Supplied text:
Most food commentators (writers, critics, chefs) use certain words and phrases that we’ve all come to know and understand but which are never held up to critical scrutiny: ‘good food’, ‘nutritious food’, ‘real food’, ‘natural food’. These emotionally loaded words with no real meaning are used with abandon to assert the superiority of one product over another – even when there is no objective difference between the ‘good’ food and the ‘bad’ one. The real difference is snobbery.

The absolutism of the food snobs suggests that we’re all stupid, that we don’t know the difference between a McDonald’s burger and a meal at Gordon Ramsay’s eponymous Chelsea restaurant. The reality is that most of us, most of the time, make choices about what food we can squeeze in, and where and when we eat it. That KFC meal in your lunch break fulfils a different need and purpose than the choice you make when you decide which restaurant to have dinner at, or what meal you’ll cook at the weekend when you have more time and choice on your hands. Food is sometimes sustenance, sometimes pleasure, sometimes an exquisite combination of time, place and matter (that perfect meal with friends, for example). The contemporary debate on food suggests these shades of grey don’t exist. Everything is black and white – pure and good, or adulterated and bad.

If a cookbook does its job and is to be more than bookshelf food porn (and I own a lot of food porn), then it should push you towards the kitchen to try new recipes. Delia’s How to Cheat at Cooking does just that: it has got me trying lots of new things with interesting new products I never even knew existed: Auntie Bessie’s Frozen Roast Potatoes with cheese and spring onions were fine; the frozen mashed potato served with sausages had a surprisingly good texture, but I’d add extra seasoning next time; the frozen sea bass fillets covered with half a jar of pesto, capers and black olives were scrummy; adding jars of roasted Greek red peppers, olives and Heinz Tomato Frito to two pounds of pork and a sliced chunk of chorizo was, according to the dinner party guests who scoffed it, a success.

Data entries:

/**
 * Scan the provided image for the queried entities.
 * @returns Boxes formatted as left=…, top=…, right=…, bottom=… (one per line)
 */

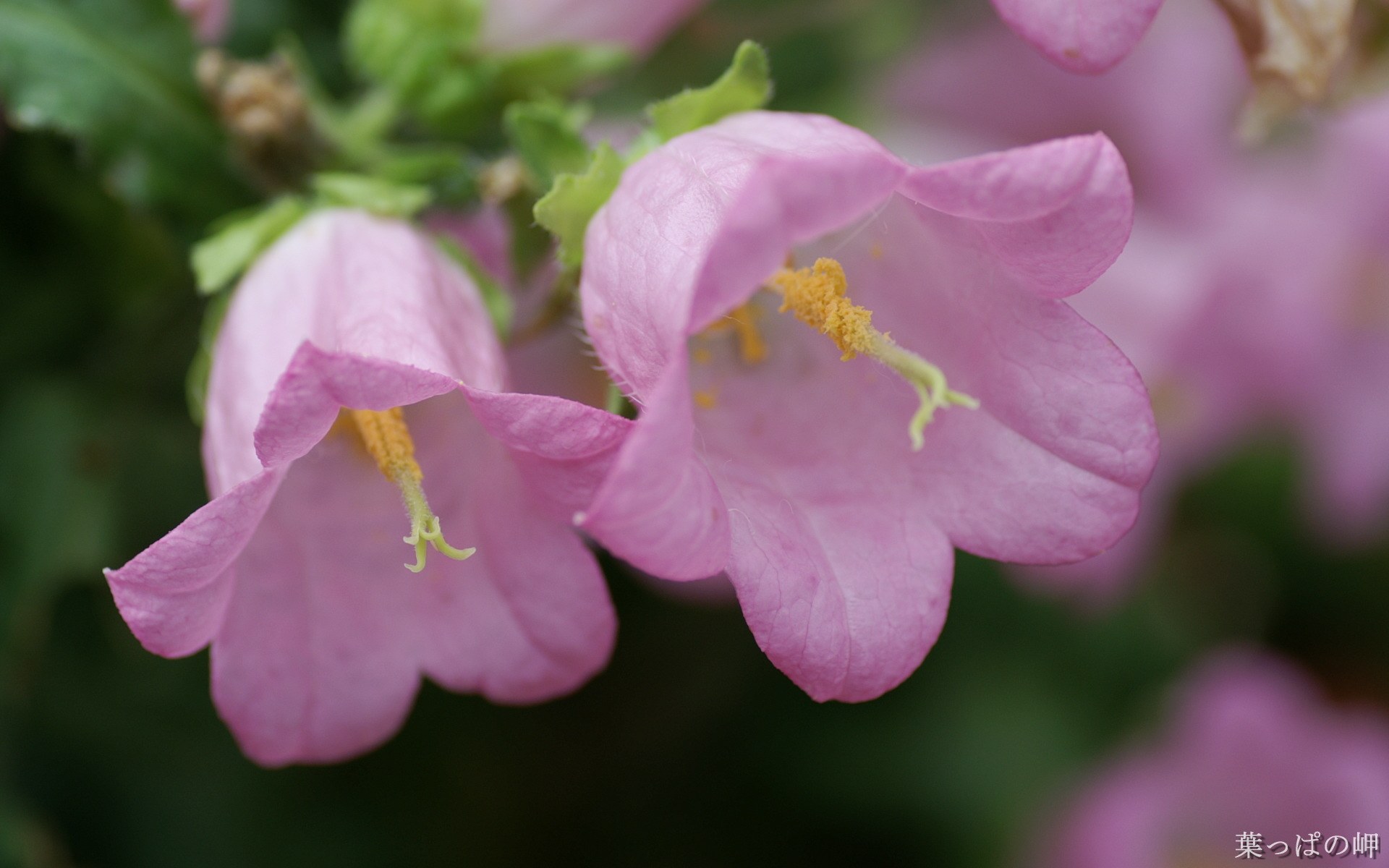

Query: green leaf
left=314, top=172, right=433, bottom=218
left=435, top=234, right=515, bottom=340
left=0, top=0, right=245, bottom=219
left=646, top=41, right=773, bottom=142
left=496, top=43, right=632, bottom=98
left=503, top=98, right=593, bottom=190
left=193, top=196, right=308, bottom=296
left=535, top=143, right=625, bottom=268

Problem set:
a) Reproduce the passage on food snobbery from "Most food commentators" up to and including "difference is snobbery.".
b) According to the passage on food snobbery, what is the real difference between the "good" food and the "bad" one?
c) Carry the passage on food snobbery forward from the point where it ends.
The rows aren't used for anything here.

Task responses:
a)
Most food commentators (writers, critics, chefs) use certain words and phrases that we’ve all come to know and understand but which are never held up to critical scrutiny: ‘good food’, ‘nutritious food’, ‘real food’, ‘natural food’. These emotionally loaded words with no real meaning are used with abandon to assert the superiority of one product over another – even when there is no objective difference between the ‘good’ food and the ‘bad’ one. The real difference is snobbery.

b) Snobbery.

c)
Sadly, my favourite Delia cheat recipe is available at Delia Online but not in the new book. It’s Gnocchi Carbonara, a tea-time staple in my house. In honour of Delia and eating tasty meals with minimum effort, I share it with you now.

Take a bag of potato gnocchi (available from all good supermarket chill cabinets), together with a tub of carbonara sauce (from the same cabinet, probably). You also need a pack of cubed pancetta (or smoked streaky bacon chopped up small), a ball of mozzarella (or be really Delia and buy the ready-grated stuff in bags) and lots of parmesan cheese (in a lump, or ready grated, however you like it).

Fry the pancetta without oil in a small pan until crispy, and meanwhile boil the gnocchi in a pan of salted water (it only takes a couple of minutes to cook and the little things float to the top of the water when done). Heat the carbonara sauce in a separate pan (I like to add lots of extra black pepper to the sauce at this stage). When the gnocchi is ready, drain it and then place in a buttered baking dish, throwing over the pancetta and its juices when cooked; cut the mozzarella into cubes and chuck that over the gnocchi and pancetta. Mix it up a bit, and then pour the hot carbonara sauce over the top, covering as much of the pasta as you can. Finally, grate as much Parmesan on top as possible, stopping just short of an obscene amount, together with a final grate of black pepper, and then place the dish under a hot grill for 10-12 minutes until the top is golden brown and bubbling.

Serve as it is in front of the TV, or with a lightly dressed green salad and a glass of crisp white wine if you’re in ‘sitting at a table’ mood. Delia says this serves four, but we’ve never made it stretch to more than three portions before the dish was empty and licked clean.

Justine Brian is national administrator of the UK schools debating competition, Debating Matters.

Delia’s How to Cheat at Cooking, by Delia Smith is published by Ebury Press. (Buy this book from Amazon(UK).)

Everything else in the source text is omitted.